Dataset excerpts on object pointing:
:::::
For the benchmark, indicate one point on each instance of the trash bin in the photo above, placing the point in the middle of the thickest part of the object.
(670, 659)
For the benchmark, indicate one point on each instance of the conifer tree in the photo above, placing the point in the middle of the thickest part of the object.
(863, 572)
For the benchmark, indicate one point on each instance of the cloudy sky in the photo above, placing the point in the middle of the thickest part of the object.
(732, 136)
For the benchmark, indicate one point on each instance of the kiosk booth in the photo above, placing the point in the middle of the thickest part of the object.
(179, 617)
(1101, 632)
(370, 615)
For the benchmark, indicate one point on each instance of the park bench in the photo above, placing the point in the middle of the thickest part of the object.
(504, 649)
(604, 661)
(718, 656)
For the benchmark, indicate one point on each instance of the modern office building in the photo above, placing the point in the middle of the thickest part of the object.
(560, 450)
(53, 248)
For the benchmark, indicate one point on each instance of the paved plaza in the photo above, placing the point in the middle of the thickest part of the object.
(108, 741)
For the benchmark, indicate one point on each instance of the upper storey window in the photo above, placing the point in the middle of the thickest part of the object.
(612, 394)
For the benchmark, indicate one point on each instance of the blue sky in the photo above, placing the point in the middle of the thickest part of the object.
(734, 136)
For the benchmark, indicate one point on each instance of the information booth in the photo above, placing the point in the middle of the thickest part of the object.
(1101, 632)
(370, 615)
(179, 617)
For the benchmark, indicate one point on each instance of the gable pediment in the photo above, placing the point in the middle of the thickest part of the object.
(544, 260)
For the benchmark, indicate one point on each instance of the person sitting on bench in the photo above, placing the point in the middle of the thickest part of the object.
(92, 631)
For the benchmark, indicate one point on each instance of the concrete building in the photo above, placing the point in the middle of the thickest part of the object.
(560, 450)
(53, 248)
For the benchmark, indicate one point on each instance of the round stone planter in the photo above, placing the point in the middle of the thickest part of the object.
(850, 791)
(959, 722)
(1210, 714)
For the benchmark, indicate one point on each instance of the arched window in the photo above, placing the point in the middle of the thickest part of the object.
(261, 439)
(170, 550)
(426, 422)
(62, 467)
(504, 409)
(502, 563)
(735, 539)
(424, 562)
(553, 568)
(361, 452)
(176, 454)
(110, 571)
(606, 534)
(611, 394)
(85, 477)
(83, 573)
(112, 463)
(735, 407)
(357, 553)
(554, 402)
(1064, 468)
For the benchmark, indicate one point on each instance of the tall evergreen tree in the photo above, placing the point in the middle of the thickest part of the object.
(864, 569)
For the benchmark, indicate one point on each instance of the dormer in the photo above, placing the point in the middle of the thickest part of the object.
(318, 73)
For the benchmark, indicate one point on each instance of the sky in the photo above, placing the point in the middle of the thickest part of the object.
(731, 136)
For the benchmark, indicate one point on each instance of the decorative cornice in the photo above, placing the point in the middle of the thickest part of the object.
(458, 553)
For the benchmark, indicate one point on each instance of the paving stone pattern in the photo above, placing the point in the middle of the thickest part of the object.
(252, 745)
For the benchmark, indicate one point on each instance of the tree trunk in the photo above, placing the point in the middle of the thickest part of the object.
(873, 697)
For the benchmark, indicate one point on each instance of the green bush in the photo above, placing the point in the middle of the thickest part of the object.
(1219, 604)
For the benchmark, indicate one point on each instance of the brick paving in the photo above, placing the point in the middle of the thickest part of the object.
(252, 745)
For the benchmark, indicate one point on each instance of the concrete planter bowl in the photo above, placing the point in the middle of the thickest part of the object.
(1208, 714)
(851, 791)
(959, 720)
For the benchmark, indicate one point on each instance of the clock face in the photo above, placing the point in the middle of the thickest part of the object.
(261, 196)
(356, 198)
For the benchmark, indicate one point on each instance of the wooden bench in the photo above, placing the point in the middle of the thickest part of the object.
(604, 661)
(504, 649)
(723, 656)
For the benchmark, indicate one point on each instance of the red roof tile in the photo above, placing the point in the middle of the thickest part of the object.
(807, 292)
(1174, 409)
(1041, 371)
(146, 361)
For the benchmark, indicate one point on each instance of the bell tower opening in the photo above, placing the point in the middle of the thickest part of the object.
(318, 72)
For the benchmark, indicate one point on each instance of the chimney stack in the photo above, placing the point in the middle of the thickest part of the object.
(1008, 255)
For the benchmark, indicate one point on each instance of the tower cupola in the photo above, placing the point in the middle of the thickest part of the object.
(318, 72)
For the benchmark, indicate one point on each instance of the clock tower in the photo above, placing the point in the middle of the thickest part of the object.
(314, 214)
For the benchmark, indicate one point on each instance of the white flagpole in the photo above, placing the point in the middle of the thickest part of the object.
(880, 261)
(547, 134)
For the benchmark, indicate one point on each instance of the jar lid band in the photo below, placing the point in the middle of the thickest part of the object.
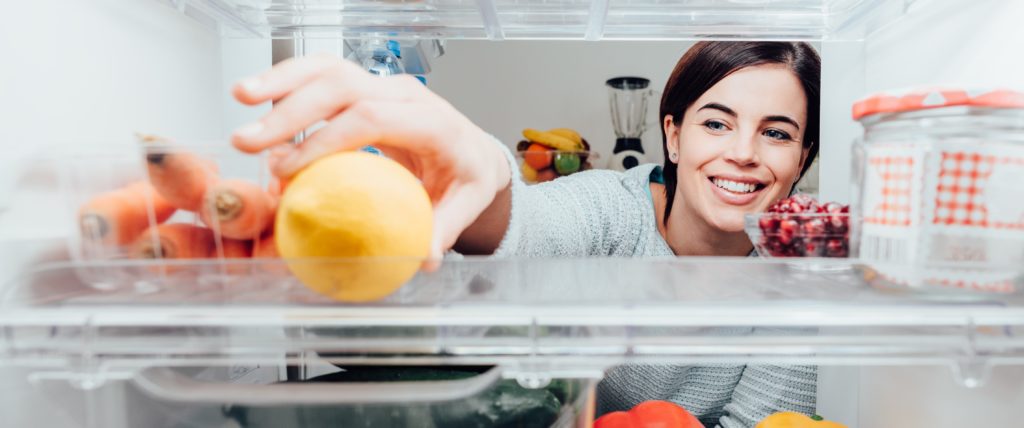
:::::
▶ _Problem to work on_: Reproduce the entries above from the line containing "of the tower" through the end of the entries, both ends included, and shift every coordinate in the answers by -42. Leave the pictures out of your reply.

▶ _Solution to the exercise_:
For the benchmark, indicate one point on each instance of the tower cupola in the photo above, placing the point in the middle of the thickest part of the object.
(276, 30)
For the benchmark, indicate one point on each instance of the clock tower in the photo above, placing the point in the middle of the thickest part of the object.
(272, 172)
For the benchmark, indicate one point on each instance of the white flagpole in the photo above, placing the point in the middle of the thickest part of the object.
(838, 219)
(505, 92)
For the benchmark, indicate one point on each instance of the jar lid band in the photo below, placing the point in the middle of the thickest part of the object.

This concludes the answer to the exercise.